====== TRECHO PARA REVISÃO ======

O conceito de biomimetismo incentiva pesquisadores a observar com atenção certos achados da natureza para inspirar inovações. O velcro é um caso conhecido, sugerido como foi por pelos nas patas de lagartixas que caminham de ponta-cabeça no teto. Há mais originalidades a considerar, porém, como obras de arte.
Foi por acaso —ou destino, diriam outros— que tomei conhecimento de uma nanoestrutura imitada, veja só, de uma impactante instalação artística no Inhotim. Para quem não conhece esse incrível misto de museu de arte contemporânea com jardim botânico em Minas Gerais, fica a dica.
É um milagre. Tão improvável quanto um disco voador repleto de maravilhas baixar em Brumadinho, o Inhotim pousou lá. Quanto mais tempo a pessoa demorar a visitá-lo, menos tempo terá para voltar a contemplar a série de pavilhões e peças ao ar livre (retornei pela quarta vez para conhecer o espaço de Claudia Andujar).
No alto de um morro se encontra a tal obra impactante. Este adjetivo nada tem de aleatório. O trabalho de Chris Burden (1946-2015) se chama “Beam Drop” (queda de vigas). Em 2008 ele orientou a soltura de 71 vigas de aço sobre uma piscina de cimento recém-misturado, de uma altura de 45 m, com auxílio de um guindaste.
Há algo de grandioso naquele arranjo só em aparência caótico de objetos pesadíssimos imobilizados em plena queda. Orientações diversas, na maioria quase verticais, fazem pensar em quanto pode haver de casualidade na ordem que se oferece na realidade, ou que insistimos em nela buscar.

======

→ O QUE FAZER
A – Transcreva do texto sobre o Inhotim o trecho que começa em "Há algo de grandioso" e segue até "em nela buscar.".
B – Indique se cada afirmação concorda com o texto sobre o Inhotim, respondendo sim ou não e citando literalmente as palavras do texto que decidem a questão: (i) Em 2008, a obra de Chris Burden envolveu soltar 71 vigas de aço de uma altura de 45 m; (ii) o Inhotim fica no estado de São Paulo; (iii) a maioria das vigas ficou em posição quase horizontal.
Estas linhas provêm de outra fonte.

====== LINHAS EXTRAÍDAS ======

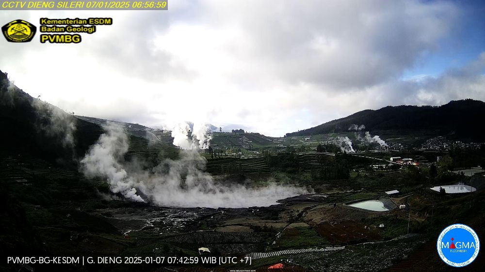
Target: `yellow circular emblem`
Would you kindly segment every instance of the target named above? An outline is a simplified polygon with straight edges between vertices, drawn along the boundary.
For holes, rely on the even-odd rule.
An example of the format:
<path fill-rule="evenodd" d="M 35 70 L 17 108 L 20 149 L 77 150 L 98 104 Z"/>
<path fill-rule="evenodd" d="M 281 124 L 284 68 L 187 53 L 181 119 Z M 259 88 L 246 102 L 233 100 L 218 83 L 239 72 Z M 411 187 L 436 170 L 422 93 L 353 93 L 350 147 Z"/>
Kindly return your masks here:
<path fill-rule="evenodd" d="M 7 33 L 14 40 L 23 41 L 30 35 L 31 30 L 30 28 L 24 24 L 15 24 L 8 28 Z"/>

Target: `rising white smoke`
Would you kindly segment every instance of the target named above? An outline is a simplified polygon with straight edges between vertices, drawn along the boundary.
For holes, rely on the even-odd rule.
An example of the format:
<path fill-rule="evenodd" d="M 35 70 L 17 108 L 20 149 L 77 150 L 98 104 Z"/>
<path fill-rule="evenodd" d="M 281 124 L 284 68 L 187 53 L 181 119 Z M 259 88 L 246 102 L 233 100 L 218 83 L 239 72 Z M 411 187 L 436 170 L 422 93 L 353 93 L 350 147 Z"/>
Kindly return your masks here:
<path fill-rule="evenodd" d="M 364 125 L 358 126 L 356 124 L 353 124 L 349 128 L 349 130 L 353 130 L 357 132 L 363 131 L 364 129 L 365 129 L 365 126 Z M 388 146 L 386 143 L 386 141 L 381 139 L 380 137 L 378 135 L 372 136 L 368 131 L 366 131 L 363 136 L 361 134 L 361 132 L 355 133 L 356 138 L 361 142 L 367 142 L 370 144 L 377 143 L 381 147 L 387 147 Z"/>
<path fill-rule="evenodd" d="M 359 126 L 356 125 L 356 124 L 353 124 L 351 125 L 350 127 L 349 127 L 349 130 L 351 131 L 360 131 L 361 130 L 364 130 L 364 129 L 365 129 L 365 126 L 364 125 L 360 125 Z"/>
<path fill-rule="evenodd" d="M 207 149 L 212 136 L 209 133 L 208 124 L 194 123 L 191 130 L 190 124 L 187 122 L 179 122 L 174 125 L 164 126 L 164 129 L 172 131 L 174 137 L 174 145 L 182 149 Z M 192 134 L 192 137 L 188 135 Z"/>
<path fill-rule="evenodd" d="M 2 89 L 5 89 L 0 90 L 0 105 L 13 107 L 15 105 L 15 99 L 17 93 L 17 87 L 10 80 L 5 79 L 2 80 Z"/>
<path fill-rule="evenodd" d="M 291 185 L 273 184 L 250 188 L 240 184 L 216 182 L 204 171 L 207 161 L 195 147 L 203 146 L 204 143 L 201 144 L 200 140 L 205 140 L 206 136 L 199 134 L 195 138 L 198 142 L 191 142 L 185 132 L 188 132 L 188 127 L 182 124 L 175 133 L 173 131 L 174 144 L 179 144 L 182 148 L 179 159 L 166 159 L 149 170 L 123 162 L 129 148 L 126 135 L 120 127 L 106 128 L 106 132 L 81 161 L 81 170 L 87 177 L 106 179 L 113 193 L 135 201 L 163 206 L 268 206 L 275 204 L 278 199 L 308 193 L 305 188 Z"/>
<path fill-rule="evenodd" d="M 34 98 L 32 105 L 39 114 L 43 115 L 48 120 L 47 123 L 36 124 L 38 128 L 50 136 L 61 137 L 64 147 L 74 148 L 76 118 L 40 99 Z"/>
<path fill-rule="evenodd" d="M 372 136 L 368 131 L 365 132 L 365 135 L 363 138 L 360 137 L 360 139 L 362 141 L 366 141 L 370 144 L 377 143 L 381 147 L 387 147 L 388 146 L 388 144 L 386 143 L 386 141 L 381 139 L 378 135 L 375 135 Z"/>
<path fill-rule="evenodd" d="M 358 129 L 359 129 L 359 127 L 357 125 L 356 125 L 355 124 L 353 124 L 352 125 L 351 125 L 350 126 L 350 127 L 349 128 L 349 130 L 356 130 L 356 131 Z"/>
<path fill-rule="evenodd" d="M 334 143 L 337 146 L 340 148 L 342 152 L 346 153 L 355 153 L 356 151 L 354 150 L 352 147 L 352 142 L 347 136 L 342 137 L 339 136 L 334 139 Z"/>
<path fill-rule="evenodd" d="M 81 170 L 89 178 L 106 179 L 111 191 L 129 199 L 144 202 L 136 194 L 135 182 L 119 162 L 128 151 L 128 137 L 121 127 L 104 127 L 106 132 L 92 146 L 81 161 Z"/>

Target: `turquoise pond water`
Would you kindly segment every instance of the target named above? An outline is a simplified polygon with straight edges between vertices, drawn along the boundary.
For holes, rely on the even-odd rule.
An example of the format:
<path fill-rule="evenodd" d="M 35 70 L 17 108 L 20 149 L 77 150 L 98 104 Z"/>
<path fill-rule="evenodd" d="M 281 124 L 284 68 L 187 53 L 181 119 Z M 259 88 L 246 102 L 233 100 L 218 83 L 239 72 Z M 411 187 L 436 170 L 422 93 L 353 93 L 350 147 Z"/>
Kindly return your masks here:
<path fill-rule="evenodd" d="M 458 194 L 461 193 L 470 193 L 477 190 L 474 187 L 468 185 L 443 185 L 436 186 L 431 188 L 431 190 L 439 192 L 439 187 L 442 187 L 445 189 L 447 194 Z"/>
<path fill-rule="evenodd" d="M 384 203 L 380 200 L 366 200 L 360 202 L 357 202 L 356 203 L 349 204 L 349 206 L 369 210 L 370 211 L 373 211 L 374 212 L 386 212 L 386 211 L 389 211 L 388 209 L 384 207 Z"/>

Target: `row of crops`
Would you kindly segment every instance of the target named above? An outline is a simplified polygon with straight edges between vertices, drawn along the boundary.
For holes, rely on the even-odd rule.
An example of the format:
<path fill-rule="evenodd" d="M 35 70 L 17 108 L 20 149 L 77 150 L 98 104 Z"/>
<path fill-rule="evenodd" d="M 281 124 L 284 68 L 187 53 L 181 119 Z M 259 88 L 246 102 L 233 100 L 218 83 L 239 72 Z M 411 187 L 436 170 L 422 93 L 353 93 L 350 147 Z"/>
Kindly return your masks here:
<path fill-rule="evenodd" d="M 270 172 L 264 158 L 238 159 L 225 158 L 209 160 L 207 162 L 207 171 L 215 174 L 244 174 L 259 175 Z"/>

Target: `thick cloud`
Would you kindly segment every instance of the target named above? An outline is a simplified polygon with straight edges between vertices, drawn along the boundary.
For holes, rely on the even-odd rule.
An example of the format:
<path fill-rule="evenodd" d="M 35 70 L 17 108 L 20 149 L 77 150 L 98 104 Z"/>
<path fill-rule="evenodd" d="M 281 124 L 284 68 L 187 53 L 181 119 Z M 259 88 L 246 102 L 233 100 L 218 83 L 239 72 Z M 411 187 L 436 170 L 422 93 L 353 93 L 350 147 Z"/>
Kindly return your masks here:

======

→ RESPOSTAS
A –
Há algo de grandioso naquele arranjo só em aparência caótico de objetos pesadíssimos imobilizados em plena queda. Orientações diversas, na maioria quase verticais, fazem pensar em quanto pode haver de casualidade na ordem que se oferece na realidade, ou que insistimos em nela buscar.

B –
(i) Sim: "Em 2008 ele orientou a soltura de 71 vigas de aço sobre uma piscina de cimento recém-misturado, de uma altura de 45 m".
(ii) Não: "em Minas Gerais".
(iii) Não: "Orientações diversas, na maioria quase verticais".